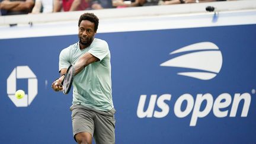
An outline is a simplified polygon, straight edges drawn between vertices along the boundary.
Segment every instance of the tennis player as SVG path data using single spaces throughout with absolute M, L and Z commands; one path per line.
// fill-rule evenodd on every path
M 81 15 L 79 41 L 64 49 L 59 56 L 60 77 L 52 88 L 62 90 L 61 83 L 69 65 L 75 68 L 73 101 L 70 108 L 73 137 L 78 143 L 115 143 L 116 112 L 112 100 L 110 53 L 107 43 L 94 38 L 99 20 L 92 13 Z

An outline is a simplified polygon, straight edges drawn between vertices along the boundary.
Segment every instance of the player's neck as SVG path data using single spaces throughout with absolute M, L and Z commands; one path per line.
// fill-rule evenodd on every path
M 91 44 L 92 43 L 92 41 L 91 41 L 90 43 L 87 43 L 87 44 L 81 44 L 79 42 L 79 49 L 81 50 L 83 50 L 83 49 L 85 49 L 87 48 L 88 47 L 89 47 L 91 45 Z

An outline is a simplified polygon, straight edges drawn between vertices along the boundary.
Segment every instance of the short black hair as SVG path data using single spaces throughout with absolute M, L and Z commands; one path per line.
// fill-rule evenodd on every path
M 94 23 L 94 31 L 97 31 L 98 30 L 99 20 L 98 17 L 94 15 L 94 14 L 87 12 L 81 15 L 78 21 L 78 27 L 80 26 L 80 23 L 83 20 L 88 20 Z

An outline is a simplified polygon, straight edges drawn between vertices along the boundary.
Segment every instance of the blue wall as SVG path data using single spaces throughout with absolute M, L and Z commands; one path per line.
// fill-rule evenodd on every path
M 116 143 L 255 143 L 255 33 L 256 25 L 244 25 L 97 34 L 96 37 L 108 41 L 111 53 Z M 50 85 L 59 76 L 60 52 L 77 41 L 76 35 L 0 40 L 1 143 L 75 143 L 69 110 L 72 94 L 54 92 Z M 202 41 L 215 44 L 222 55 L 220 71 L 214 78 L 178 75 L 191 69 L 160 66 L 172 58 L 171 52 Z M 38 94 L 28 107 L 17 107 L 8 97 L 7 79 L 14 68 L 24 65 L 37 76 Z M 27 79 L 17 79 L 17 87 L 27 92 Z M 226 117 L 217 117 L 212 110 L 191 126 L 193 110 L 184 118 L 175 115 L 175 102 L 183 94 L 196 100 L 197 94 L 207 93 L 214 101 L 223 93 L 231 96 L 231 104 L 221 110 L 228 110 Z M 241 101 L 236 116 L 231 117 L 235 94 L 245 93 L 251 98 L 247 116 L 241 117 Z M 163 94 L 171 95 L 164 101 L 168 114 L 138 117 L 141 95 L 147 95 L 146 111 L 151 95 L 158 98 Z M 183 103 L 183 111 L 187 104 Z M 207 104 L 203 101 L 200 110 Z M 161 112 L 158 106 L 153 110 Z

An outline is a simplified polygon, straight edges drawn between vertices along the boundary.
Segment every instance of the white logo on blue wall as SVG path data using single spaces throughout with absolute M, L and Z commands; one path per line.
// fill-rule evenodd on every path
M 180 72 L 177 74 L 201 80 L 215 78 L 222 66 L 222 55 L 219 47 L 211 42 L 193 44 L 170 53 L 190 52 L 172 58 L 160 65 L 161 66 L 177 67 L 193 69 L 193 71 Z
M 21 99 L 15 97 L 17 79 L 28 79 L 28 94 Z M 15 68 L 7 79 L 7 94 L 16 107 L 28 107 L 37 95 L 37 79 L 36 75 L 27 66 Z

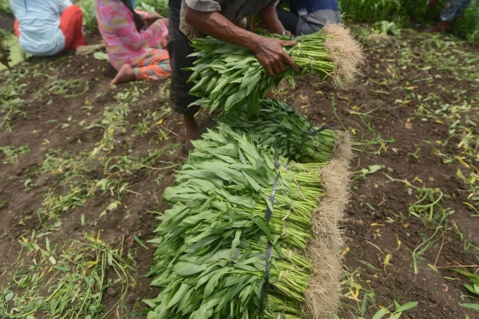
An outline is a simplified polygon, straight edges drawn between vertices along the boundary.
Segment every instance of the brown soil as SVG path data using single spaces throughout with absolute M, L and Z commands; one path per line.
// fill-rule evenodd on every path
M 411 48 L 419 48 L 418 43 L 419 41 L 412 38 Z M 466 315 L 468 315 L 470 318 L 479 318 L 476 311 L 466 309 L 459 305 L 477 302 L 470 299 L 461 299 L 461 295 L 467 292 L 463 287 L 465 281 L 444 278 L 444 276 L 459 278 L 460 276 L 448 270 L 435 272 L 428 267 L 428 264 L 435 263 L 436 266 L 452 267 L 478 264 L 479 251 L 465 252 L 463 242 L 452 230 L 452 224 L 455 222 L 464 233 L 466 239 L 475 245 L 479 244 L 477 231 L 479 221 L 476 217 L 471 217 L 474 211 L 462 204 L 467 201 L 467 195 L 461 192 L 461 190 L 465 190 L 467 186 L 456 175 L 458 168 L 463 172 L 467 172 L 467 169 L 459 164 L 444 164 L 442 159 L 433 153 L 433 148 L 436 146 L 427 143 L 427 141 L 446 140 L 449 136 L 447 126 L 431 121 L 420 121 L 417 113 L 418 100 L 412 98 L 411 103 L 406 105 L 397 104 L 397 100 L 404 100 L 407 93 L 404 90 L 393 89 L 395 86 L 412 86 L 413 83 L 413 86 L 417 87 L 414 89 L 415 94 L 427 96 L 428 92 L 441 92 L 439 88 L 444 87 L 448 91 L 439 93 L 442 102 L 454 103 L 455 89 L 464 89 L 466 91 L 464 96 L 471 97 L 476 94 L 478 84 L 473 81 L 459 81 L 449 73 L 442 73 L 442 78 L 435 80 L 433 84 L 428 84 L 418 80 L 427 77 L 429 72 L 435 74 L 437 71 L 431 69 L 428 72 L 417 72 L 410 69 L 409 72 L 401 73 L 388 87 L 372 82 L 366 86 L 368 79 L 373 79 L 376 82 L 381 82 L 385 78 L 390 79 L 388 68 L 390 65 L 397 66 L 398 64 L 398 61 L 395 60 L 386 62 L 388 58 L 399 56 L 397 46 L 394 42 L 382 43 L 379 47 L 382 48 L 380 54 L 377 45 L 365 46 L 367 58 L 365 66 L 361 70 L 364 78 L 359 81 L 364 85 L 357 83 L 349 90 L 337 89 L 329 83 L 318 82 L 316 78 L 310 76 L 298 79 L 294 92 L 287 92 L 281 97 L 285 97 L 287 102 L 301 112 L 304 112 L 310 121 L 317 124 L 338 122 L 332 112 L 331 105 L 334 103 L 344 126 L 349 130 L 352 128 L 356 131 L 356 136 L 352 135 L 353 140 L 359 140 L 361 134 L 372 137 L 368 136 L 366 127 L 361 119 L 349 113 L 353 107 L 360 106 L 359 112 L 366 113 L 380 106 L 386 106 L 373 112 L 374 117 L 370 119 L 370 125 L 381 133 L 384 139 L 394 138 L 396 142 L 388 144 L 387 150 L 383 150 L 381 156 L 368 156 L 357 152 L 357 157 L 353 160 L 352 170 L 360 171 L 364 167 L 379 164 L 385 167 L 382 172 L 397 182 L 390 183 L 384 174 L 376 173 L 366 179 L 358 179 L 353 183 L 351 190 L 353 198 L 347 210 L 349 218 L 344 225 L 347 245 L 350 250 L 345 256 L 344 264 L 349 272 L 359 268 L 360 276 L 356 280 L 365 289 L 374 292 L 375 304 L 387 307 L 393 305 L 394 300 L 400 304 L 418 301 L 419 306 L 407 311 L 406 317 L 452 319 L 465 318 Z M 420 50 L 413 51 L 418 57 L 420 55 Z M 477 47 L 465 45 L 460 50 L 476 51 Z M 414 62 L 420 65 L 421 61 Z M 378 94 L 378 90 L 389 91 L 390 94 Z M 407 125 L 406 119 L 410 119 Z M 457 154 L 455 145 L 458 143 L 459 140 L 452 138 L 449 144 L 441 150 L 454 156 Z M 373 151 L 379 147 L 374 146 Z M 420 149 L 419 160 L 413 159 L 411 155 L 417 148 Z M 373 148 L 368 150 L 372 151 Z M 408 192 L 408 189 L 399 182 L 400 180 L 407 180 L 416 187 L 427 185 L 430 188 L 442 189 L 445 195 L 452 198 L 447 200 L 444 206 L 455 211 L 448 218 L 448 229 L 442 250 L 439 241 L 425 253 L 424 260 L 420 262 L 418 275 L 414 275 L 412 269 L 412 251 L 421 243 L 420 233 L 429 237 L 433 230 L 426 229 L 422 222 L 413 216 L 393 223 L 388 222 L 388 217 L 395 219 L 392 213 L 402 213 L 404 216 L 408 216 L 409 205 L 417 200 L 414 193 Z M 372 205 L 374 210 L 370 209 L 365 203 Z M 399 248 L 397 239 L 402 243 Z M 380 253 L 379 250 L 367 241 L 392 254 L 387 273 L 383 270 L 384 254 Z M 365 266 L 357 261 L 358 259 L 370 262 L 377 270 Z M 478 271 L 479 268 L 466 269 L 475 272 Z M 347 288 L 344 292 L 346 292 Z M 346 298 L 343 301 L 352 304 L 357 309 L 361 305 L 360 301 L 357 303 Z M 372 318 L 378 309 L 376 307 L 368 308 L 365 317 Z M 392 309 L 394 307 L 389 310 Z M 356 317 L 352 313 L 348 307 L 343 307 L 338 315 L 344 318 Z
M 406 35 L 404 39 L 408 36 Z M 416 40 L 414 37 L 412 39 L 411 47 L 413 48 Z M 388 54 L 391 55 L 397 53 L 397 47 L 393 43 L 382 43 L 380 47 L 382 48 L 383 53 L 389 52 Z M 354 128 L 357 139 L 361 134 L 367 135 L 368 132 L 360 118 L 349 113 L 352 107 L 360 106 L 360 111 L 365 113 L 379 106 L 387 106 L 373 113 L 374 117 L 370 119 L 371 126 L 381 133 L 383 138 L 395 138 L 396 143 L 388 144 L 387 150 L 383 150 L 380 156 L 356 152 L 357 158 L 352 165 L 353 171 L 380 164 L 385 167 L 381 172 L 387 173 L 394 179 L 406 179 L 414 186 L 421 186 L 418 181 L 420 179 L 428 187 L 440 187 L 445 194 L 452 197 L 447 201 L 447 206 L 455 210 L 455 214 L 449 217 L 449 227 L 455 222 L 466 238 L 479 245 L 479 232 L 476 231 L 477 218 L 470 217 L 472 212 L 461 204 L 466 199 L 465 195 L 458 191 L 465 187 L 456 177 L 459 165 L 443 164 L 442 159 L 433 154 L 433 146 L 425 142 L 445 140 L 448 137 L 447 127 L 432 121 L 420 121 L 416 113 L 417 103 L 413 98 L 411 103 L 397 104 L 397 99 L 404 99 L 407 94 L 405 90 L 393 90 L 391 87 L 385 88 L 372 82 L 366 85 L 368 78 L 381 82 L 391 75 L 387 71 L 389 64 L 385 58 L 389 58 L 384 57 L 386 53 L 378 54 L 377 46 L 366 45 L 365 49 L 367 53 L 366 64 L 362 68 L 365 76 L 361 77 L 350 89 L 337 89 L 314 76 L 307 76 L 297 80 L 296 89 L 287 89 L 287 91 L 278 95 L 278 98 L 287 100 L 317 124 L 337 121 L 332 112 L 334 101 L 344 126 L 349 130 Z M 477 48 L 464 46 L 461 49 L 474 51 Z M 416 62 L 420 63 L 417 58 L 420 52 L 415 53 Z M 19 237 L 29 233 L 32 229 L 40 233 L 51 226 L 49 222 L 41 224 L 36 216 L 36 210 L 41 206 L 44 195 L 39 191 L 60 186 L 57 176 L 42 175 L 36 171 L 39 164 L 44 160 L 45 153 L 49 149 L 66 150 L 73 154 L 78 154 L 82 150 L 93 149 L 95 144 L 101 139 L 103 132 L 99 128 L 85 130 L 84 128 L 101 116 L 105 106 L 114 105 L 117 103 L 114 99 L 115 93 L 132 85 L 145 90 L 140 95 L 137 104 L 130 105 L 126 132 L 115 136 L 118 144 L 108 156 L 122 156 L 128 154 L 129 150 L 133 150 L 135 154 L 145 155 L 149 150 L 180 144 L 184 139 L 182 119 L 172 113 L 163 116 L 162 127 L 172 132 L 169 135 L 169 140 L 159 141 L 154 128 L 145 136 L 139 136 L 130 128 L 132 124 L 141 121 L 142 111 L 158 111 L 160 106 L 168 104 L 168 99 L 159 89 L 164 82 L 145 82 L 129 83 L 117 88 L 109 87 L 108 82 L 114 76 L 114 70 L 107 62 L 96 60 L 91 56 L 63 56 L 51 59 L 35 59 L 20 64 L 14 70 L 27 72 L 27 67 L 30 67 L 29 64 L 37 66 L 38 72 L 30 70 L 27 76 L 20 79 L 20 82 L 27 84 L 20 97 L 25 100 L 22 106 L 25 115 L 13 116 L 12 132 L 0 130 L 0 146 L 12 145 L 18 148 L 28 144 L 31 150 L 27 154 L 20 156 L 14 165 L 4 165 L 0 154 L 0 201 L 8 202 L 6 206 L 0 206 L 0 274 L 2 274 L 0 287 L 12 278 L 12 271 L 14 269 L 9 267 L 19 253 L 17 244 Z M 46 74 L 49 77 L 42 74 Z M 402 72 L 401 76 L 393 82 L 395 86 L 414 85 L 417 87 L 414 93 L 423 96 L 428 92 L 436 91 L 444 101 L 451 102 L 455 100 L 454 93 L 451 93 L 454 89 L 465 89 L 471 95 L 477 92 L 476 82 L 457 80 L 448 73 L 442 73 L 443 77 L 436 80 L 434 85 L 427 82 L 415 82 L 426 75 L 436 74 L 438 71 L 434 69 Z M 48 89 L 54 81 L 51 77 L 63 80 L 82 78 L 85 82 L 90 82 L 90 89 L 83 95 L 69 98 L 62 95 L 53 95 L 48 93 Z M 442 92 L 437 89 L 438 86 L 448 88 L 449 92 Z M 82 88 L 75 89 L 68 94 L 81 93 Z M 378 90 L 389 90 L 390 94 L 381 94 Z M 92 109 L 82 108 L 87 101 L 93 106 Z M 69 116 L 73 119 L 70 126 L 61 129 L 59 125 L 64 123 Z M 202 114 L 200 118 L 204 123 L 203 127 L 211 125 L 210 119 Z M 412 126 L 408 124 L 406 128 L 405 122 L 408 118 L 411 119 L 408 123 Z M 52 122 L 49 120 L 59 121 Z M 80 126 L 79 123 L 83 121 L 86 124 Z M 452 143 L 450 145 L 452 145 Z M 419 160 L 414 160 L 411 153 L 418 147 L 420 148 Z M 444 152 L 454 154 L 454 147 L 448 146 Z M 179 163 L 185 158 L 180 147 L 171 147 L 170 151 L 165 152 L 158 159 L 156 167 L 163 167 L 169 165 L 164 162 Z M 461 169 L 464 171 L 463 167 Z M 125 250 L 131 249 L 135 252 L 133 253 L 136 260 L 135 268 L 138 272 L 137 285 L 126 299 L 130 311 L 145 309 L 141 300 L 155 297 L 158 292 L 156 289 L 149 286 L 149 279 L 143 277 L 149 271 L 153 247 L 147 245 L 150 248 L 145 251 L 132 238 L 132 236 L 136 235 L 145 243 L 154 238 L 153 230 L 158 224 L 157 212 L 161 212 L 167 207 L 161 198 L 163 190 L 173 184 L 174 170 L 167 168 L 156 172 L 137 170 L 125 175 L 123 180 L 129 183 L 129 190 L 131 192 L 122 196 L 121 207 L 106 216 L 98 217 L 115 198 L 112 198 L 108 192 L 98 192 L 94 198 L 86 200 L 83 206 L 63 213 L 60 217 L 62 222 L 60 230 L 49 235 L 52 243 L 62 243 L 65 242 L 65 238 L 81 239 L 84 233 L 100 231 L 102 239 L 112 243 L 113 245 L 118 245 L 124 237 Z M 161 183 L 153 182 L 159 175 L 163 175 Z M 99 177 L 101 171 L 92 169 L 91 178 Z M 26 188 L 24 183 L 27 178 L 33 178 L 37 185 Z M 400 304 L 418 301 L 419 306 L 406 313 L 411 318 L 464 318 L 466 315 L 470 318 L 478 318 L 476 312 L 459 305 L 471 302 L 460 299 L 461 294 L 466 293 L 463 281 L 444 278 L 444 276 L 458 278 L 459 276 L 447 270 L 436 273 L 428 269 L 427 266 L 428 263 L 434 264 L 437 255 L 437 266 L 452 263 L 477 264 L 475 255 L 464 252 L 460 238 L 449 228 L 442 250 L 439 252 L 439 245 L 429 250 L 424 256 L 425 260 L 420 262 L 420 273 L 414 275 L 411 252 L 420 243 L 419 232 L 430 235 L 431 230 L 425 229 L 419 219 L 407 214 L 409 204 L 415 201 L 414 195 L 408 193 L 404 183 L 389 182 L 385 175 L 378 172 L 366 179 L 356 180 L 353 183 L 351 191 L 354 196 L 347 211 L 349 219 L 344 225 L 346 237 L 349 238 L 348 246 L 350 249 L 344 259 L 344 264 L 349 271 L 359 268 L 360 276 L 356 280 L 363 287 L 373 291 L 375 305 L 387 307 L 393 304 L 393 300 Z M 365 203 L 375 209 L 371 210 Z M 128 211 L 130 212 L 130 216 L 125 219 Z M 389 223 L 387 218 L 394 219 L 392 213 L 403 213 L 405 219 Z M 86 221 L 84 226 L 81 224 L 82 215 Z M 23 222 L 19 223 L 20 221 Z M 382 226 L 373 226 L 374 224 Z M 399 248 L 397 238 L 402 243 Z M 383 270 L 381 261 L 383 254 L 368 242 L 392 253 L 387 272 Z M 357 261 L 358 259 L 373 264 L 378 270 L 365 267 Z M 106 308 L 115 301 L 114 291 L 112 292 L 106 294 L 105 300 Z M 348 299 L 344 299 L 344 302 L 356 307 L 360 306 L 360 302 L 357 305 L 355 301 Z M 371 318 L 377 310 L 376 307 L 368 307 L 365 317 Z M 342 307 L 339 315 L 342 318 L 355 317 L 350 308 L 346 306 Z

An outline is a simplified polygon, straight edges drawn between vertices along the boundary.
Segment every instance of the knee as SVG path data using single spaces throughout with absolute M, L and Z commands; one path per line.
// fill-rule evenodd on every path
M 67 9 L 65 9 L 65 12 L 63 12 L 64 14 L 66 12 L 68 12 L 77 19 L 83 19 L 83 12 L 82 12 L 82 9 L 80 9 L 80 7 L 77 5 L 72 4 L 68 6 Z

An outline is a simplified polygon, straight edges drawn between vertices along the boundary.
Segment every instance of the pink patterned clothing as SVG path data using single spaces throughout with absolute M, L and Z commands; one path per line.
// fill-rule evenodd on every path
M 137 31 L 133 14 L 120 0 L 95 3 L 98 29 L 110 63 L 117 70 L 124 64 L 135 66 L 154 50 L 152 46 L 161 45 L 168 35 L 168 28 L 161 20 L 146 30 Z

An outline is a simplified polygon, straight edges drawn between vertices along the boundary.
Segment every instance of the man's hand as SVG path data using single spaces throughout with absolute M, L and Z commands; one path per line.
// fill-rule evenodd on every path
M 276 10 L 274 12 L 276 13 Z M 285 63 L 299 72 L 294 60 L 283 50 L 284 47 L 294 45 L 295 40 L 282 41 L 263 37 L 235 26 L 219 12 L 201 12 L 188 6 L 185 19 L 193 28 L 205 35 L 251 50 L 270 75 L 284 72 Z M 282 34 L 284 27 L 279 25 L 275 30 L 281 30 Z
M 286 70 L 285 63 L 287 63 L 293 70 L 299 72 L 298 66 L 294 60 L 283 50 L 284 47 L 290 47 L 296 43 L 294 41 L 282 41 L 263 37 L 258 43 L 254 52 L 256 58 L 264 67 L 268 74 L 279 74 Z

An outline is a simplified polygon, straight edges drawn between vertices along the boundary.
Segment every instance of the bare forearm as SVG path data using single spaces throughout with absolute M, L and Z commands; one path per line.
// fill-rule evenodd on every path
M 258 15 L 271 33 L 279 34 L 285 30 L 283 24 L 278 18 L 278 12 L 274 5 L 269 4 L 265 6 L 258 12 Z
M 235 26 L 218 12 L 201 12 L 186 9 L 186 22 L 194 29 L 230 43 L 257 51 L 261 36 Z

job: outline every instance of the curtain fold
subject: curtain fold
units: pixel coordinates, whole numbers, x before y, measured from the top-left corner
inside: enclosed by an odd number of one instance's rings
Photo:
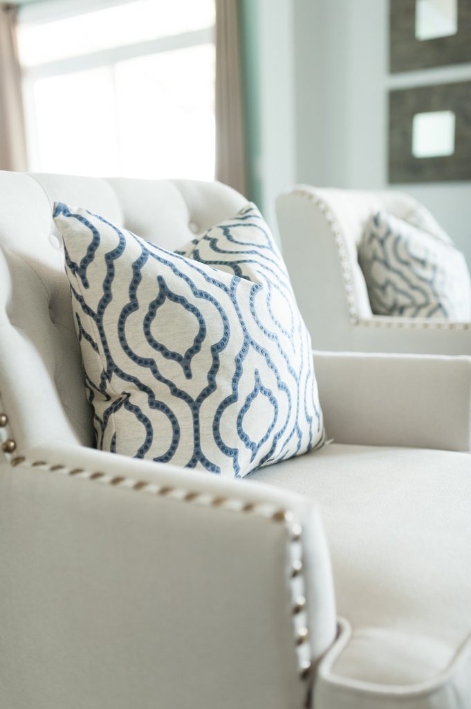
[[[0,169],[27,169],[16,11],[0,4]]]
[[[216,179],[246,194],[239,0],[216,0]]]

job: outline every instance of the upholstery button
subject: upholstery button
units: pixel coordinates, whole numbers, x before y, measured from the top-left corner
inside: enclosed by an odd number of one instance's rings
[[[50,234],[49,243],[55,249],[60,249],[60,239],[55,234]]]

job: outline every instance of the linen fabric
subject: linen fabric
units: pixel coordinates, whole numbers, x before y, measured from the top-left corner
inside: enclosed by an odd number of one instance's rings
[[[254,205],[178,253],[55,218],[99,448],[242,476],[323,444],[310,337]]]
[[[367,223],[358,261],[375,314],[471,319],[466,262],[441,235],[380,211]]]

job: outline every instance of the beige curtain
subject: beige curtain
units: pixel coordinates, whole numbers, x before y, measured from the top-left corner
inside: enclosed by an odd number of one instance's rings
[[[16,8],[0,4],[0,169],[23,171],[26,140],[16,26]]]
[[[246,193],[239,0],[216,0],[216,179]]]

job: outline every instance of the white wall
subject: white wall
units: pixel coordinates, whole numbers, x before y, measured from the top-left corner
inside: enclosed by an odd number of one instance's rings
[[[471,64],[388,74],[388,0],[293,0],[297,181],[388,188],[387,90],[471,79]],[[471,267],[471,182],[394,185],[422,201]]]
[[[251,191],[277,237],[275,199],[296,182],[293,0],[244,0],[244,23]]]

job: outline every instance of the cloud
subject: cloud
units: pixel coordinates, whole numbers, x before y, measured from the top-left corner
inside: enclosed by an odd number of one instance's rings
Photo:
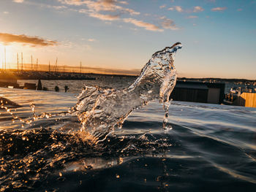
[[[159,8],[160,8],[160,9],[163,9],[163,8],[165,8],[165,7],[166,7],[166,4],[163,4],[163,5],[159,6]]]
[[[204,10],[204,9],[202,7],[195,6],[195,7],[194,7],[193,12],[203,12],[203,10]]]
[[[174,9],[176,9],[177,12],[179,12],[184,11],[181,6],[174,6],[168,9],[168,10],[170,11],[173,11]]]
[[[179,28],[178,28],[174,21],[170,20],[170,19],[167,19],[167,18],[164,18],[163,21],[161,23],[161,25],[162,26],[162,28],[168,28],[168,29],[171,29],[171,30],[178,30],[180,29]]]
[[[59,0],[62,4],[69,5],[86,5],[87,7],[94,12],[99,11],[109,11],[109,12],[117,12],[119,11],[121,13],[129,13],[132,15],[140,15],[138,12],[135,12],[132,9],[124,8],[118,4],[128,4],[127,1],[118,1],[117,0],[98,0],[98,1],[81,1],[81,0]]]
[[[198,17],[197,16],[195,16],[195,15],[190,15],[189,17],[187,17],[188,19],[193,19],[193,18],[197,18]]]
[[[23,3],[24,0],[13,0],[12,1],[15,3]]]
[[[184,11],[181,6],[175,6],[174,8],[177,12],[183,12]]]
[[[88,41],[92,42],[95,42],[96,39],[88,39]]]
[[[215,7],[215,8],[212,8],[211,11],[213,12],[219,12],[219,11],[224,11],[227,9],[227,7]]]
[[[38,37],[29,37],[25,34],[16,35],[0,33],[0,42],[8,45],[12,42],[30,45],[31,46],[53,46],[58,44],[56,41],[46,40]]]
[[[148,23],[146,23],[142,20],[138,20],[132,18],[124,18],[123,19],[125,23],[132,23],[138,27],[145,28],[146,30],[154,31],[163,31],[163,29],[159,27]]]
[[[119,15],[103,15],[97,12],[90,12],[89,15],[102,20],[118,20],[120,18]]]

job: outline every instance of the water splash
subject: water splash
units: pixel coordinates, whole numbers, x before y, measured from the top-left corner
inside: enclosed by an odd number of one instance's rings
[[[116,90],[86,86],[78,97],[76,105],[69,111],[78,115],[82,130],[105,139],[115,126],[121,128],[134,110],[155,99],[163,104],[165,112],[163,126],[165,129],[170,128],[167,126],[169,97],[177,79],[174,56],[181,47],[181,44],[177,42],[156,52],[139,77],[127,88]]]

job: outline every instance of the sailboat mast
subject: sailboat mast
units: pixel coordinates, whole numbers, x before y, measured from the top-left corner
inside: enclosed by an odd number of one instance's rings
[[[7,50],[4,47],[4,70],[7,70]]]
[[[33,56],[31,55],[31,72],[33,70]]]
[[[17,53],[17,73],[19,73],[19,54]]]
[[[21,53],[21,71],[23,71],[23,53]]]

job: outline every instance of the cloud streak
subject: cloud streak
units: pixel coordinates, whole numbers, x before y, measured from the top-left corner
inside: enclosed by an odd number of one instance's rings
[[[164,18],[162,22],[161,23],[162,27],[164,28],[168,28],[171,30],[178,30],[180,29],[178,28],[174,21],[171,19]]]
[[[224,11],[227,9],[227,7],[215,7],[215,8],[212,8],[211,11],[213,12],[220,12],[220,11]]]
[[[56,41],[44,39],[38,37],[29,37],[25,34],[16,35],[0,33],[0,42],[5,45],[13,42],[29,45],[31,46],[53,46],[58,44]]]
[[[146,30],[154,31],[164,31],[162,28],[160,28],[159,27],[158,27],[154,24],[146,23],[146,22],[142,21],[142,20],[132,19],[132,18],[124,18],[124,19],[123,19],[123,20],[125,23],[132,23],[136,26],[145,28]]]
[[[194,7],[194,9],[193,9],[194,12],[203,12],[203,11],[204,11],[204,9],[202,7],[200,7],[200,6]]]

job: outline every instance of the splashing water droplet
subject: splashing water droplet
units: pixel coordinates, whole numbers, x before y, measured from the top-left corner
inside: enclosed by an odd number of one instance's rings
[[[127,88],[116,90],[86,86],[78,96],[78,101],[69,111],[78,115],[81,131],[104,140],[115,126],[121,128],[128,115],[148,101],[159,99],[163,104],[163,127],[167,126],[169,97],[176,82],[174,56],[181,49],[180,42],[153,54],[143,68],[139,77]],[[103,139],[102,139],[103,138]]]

PROBLEM. Can you rewrite the rows from their start through the line containing "M 91 44 L 92", both ends included, as a JSON list of strings with one string per line, skipping blank lines and leaving out the pictures?

TASK ANSWER.
[
  "An outline is a simplified polygon, straight edges drawn between vertices along the boundary.",
  "Segment every instance of the tennis player as SVG path data using single spaces throughout with absolute M, L and Z commands; one path per line.",
  "// fill-rule evenodd on every path",
  "M 81 15 L 79 41 L 64 49 L 59 56 L 60 77 L 52 88 L 62 90 L 61 83 L 69 65 L 75 68 L 73 101 L 70 108 L 73 137 L 78 143 L 115 143 L 116 112 L 112 100 L 110 53 L 107 43 L 94 38 L 99 20 L 92 13 Z",
  "An outline is a simplified polygon, straight edges drawn between vertices along the boundary.",
  "Segment every instance of the player's neck as SVG path data using single spaces throughout with absolute M, L and Z commands; one path per line.",
  "// fill-rule evenodd on every path",
  "M 91 44 L 92 43 L 92 41 L 91 41 L 90 43 L 87 43 L 87 44 L 81 44 L 79 42 L 79 49 L 81 50 L 83 50 L 83 49 L 85 49 L 87 48 L 88 47 L 89 47 L 91 45 Z"
]